## Your task
Reproduce everything in the multi-thread programming assignment from "Due date: 23:59, October" down to "complete the assignment.", without changing a word.

+++ Source extract +++

Programming Assignment II: Multi-thread Programming

Parallel Programming by Prof. Yi-Ping You

Due date: 23:59, October 16, Thursday, 2025

The purpose of this assignment is to familiarize yourself with Pthread and std::thread programming in C and C++, respectively. You will also gain experience measuring and reasoning about the performance of parallel programs (a challenging, but important, skill you will use throughout this class). This assignment involves only a small amount of programming, but a lot of analysis!

Programming Assignment II: Multi-thread Programming

We provide workstations dedicated to this course. You can access the workstations by ssh or use your own environment to complete the assignment.

Hostname	IP
hpclogin[01-03].cs.nycu.edu.tw	140.113.17.[101-103]

ssh <username>@hpclogin[01-03].cs.nycu.edu.tw

Additionally, we have configured the environment for you, which MUST be activated before running the assignment code using the following command:
module load pp
You can leave the environment by typing module unload pp.

Please download the assignment code and unzip it:

wget https://nycu-sslab.github.io/PP-f25/assignments/HW2/HW2.zip
unzip HW2.zip
cd HW2

0. Using Workstation

In this assignment, you’ll need to use option -c to allocate physical threads for running your multi-threaded program on the dedicated server. If you don’t specify the number of physical threads, only 1 physical thread will emulate all the threads you use, leading to poor performance.

You can allocate up to 6 threads on the server. Since resources are shared among all students, please allocate only the number of threads you need. Here is an example of how to run a program with 6 physical thread allocated:

run -c 6 -- ./pi.out 6 100000000

You can also profile your multi-threaded program as well. Here is an example of how to profile it using the built-in Bash time command:

run -c 6 -- bash -c "time ./pi.out 6 100000000"

+++ Raw records +++

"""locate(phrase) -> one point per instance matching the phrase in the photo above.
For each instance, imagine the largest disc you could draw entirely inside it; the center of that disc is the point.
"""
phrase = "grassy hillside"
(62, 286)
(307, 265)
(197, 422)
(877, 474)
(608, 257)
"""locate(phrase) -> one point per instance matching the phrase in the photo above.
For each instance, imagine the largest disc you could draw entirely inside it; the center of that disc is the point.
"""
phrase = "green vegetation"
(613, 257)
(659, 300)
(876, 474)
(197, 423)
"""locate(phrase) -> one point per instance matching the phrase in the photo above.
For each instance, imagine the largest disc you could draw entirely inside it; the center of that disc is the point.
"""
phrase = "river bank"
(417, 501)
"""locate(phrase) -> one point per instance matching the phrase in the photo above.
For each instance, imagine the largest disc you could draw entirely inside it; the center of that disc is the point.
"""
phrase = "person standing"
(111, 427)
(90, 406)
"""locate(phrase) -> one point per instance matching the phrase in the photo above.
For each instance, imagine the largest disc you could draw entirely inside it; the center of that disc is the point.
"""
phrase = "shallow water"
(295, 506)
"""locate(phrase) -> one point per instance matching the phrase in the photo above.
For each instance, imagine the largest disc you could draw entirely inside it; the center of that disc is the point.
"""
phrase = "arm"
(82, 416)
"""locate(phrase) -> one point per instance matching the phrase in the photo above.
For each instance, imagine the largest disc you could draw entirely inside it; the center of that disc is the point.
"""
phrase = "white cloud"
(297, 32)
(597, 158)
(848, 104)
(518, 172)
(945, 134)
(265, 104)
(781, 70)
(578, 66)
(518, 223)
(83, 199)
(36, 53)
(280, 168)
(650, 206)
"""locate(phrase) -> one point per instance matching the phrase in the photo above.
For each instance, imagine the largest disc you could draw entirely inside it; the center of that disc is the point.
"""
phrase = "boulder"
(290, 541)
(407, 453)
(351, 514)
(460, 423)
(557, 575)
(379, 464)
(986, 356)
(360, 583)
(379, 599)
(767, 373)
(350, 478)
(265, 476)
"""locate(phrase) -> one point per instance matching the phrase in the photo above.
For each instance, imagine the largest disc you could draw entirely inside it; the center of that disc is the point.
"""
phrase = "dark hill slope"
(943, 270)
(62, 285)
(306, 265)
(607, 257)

+++

## Written response
Due date: 23:59, October 16, Thursday, 2025

The purpose of this assignment is to familiarize yourself with Pthread and std::thread programming in C and C++, respectively. You will also gain experience measuring and reasoning about the performance of parallel programs (a challenging, but important, skill you will use throughout this class). This assignment involves only a small amount of programming, but a lot of analysis!

Programming Assignment II: Multi-thread Programming

We provide workstations dedicated to this course. You can access the workstations by ssh or use your own environment to complete the assignment.